Reproduce everything from the line containing "Drop a marker on every instance of the index" down to the end of the records, renaming "index finger" as "ring finger" and leaving everything else unchanged.

Records of labeled points
-- start --

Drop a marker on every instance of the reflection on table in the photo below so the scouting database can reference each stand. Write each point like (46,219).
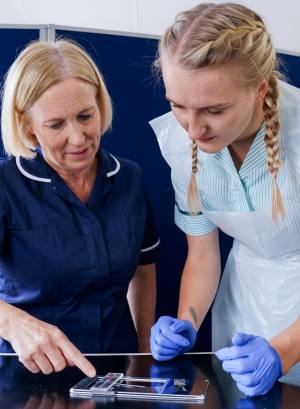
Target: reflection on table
(20,389)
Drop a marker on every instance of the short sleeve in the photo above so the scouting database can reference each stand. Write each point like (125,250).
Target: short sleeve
(3,219)
(193,225)
(150,245)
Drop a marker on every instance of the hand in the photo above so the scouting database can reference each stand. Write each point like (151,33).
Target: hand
(171,337)
(41,346)
(253,363)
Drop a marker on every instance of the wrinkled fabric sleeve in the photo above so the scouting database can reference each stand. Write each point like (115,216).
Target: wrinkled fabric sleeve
(196,225)
(3,219)
(150,246)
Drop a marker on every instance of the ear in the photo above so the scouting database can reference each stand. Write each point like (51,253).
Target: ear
(27,130)
(262,90)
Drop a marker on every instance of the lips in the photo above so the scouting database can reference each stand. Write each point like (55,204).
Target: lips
(205,139)
(78,152)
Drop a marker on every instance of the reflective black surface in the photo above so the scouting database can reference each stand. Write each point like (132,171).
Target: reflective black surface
(19,389)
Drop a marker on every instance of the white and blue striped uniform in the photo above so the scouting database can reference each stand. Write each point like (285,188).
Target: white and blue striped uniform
(221,186)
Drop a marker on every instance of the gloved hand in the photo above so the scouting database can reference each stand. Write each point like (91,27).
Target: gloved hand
(253,363)
(171,337)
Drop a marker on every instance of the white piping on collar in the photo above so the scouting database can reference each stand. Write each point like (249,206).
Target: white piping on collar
(28,175)
(113,172)
(38,179)
(151,247)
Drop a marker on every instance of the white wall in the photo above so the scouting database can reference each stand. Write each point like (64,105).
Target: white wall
(145,16)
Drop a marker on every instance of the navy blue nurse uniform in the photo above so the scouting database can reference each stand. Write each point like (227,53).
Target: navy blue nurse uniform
(69,263)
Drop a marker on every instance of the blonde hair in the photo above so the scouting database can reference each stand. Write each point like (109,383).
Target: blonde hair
(39,66)
(213,34)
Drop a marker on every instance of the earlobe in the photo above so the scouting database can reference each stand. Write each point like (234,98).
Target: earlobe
(262,90)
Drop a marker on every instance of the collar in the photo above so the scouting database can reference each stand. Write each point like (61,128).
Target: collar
(37,169)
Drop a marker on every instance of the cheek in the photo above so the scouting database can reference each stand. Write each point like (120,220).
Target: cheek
(180,119)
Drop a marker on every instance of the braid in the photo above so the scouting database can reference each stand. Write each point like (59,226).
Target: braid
(270,108)
(193,193)
(210,35)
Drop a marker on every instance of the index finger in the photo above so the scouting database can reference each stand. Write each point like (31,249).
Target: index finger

-- end --

▸ **Result of this exercise**
Drop a marker on every instance of the ring finger in the photo above so the scouting database can reference each stand. Write each point like (31,249).
Target: ring finger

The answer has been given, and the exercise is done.